● **Exercise text**

══════════

We’re excited to introduce you to the always interesting and insightful Emily Bradshaw. We hope you’ll enjoy our conversation with Emily below.
Emily, looking forward to hearing all of your stories today. It’s always helpful to hear about times when someone’s had to take a risk – how did they think through the decision, why did they take the risk, and what ended up happening. We’d love to hear about a risk you’ve taken.
I believe that going to graduate school and deciding to become a therapist is one of the biggest risks I have taken in my life. Deciding to spend such a large amount of money on school studying for a career that I was unsure I would enjoy, or even be able to handle emotionally was something I worried about for a long time. Mental health has been relevant in my life for almost as long as I can remember. I saw my first therapist when I was 11 or 12 years old and I truly believe that was the first step of becoming a therapist myself, although of course I didn’t know that at the time. I struggled with depression and anxiety my entire adolescence and into young adulthood. Going to college was a huge deal, and I became the first person in my family to graduate with a Bachelor’s degree. During undergrad I spent a lot of time wondering what my next steps would be. When I started looking into graduate schools for mental health counseling I worried often, “how could I possibly help others when I’ve struggled so much myself?”, “How can I possibly hold other people’s stuff without taking that home with me?” The answers did not come until I was half way through graduate school starting my practicum and finally sitting in front of clients. It was then I began to realize that I was very much capable of helping others without losing myself. Since then, it’s been about 4 1/2 years and my confidence in my decision grows stronger every day. Helping others fuels me and gives me such strong purpose. The journey has not been easy and my career is not always easy, yet I absolutely believe this is where I am supposed to be. I am proud of myself for taking such a huge risk in my life and incredibly grateful to be where I’m at today.

Emily, before we move on to more of these sorts of questions, can you take some time to bring our readers up to speed on you and what you do?

══════════

● **Dataset excerpts**

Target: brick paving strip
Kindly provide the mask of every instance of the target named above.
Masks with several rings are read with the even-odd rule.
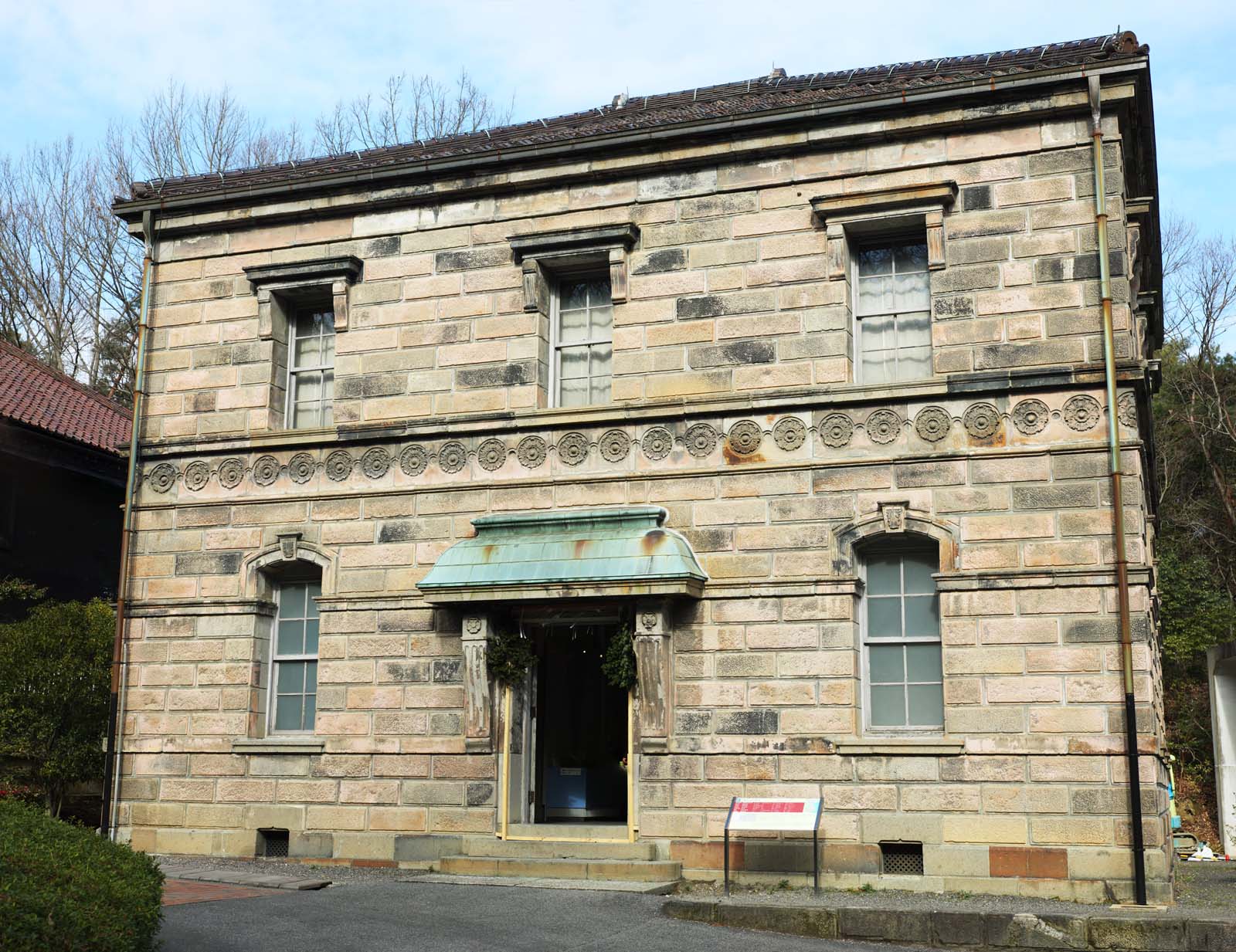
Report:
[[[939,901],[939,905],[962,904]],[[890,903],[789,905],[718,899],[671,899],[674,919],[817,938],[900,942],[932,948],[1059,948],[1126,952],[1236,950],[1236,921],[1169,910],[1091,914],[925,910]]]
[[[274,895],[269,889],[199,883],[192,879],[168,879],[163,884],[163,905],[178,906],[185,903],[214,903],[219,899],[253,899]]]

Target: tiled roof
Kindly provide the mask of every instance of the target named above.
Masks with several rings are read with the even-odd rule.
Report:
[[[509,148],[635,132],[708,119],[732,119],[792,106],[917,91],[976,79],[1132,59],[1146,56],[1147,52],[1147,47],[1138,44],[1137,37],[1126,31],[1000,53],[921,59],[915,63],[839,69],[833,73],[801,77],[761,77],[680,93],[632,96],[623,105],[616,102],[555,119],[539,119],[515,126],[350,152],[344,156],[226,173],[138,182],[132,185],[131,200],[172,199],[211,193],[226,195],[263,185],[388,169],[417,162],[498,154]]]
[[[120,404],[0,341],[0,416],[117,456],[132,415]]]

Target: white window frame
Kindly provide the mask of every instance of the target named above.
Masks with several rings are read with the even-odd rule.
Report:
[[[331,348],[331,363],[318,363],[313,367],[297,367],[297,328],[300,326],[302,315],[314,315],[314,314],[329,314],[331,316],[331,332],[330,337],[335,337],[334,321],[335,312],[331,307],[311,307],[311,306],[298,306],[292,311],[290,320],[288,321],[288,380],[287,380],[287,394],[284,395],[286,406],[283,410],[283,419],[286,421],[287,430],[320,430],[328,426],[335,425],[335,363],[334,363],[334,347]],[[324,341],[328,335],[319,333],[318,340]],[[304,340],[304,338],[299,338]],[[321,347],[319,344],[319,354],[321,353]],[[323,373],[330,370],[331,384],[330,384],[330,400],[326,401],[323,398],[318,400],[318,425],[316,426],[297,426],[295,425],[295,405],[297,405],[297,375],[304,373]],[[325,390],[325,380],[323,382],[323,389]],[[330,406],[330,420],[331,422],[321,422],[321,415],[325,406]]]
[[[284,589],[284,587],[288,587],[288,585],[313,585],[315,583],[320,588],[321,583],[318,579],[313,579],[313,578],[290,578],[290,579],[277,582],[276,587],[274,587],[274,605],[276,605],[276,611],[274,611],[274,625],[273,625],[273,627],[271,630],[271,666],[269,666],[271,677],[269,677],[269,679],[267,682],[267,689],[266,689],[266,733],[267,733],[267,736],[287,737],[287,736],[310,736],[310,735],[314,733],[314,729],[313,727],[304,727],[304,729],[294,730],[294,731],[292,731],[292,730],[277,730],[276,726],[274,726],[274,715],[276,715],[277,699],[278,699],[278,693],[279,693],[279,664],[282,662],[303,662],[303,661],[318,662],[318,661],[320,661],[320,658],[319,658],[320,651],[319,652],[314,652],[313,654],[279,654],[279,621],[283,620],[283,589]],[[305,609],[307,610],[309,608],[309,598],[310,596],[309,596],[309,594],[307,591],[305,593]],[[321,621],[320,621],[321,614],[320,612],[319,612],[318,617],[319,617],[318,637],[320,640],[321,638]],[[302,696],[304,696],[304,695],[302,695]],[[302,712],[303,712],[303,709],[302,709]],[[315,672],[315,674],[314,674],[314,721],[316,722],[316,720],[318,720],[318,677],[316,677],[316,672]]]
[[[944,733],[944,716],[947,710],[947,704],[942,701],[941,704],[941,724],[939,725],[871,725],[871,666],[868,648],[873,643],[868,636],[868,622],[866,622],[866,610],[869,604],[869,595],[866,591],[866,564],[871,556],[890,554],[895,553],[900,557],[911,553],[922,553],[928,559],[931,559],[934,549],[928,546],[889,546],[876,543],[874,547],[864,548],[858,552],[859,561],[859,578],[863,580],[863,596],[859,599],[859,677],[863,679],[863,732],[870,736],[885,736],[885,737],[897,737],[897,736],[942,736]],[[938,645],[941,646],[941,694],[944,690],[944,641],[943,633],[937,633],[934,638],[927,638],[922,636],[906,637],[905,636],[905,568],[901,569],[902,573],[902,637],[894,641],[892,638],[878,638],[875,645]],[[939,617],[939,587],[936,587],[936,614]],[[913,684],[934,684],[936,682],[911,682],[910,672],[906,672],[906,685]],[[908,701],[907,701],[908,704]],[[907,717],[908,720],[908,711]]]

══════════

● **About this exercise**
In the Emily Bradshaw interview, start at the words "We’re excited to" and end after "risk you’ve taken.". Reproduce that passage word for word.

● **Response**
We’re excited to introduce you to the always interesting and insightful Emily Bradshaw. We hope you’ll enjoy our conversation with Emily below.
Emily, looking forward to hearing all of your stories today. It’s always helpful to hear about times when someone’s had to take a risk – how did they think through the decision, why did they take the risk, and what ended up happening. We’d love to hear about a risk you’ve taken.